- _Exercise description_: Where in the data below does the word "sidewalk" appear? Copy each line that holds it.

- _Raw data_:
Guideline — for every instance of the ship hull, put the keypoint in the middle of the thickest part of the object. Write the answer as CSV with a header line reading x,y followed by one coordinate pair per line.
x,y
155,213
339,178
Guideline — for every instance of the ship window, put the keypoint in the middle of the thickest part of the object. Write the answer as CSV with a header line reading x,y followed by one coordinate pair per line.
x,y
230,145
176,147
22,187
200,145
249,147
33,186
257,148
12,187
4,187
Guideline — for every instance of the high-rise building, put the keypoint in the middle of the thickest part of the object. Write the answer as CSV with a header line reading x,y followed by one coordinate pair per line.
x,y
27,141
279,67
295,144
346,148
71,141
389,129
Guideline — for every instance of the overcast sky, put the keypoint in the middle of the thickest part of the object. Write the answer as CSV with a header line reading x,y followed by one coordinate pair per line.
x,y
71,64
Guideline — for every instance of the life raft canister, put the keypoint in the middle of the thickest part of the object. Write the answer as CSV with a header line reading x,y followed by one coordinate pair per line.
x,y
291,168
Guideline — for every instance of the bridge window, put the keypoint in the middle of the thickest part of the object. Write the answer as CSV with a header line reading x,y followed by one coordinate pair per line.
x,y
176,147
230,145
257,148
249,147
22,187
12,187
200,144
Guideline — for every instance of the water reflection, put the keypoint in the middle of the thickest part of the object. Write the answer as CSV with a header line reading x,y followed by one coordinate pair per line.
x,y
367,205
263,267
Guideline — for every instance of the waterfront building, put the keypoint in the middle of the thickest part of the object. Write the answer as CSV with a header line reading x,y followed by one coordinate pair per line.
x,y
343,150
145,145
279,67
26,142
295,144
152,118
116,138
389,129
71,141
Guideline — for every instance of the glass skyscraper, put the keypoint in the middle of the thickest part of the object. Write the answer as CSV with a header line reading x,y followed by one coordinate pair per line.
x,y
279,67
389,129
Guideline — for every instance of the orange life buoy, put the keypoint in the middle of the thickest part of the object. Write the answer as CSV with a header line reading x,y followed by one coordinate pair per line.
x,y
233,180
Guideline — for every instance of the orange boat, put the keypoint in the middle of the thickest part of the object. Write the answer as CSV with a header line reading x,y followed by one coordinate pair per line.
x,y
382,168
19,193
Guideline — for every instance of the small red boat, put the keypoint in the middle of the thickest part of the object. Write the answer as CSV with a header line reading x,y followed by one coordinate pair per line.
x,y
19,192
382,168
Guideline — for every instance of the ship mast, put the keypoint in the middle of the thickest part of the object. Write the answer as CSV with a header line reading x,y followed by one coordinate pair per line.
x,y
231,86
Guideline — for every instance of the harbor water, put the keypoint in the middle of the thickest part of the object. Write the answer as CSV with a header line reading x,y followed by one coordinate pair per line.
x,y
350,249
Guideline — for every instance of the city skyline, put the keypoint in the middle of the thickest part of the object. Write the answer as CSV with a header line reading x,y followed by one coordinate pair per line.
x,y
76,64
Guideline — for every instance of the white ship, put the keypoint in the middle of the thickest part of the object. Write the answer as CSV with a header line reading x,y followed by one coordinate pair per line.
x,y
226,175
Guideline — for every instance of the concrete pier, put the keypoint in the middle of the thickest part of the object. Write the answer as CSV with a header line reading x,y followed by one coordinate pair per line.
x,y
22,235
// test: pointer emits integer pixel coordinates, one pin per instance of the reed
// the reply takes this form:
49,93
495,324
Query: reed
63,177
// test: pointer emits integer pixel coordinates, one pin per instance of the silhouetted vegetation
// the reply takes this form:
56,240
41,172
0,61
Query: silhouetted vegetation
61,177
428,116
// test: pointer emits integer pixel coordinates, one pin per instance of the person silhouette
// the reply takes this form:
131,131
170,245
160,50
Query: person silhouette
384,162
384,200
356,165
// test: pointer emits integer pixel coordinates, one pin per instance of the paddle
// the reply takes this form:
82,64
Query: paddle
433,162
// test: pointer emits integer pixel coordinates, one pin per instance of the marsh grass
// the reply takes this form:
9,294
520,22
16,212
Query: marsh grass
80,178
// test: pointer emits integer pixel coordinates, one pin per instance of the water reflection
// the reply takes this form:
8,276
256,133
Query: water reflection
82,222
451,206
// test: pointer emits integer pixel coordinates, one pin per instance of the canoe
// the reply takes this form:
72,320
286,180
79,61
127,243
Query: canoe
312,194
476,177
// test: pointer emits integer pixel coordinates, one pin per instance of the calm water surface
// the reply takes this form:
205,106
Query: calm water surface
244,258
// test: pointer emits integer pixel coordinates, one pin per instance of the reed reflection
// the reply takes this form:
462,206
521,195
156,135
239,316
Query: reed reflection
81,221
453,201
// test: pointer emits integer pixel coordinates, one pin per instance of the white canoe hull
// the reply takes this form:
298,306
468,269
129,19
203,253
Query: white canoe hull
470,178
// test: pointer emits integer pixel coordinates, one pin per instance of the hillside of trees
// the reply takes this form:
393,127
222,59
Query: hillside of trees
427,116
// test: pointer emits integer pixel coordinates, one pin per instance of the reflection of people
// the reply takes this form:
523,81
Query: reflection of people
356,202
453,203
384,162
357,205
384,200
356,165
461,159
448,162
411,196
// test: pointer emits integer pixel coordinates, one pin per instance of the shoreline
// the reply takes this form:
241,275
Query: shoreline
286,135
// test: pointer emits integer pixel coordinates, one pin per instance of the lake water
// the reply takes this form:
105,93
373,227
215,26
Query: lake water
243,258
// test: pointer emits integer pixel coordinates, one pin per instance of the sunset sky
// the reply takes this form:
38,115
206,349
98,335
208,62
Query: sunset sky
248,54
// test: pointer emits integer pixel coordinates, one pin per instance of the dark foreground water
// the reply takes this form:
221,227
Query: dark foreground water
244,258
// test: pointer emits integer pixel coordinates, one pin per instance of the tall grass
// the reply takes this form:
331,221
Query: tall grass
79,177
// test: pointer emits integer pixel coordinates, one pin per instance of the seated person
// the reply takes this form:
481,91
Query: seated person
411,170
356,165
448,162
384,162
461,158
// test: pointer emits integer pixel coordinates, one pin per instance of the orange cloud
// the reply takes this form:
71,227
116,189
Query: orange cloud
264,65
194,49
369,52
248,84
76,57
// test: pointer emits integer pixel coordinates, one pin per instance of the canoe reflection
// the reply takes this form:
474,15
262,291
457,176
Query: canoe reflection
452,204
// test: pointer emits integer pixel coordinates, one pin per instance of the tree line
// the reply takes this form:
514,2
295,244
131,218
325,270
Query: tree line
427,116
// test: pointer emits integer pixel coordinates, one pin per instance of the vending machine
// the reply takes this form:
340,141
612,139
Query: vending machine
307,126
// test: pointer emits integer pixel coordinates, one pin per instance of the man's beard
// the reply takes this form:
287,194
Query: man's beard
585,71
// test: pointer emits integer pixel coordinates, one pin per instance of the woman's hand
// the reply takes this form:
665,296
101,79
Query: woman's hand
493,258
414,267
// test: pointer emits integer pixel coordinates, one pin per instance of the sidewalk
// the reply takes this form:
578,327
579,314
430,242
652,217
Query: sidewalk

- _Your response_:
// test: pointer emits integer pixel coordinates, one pin per instance of the sidewalk
Query: sidewalk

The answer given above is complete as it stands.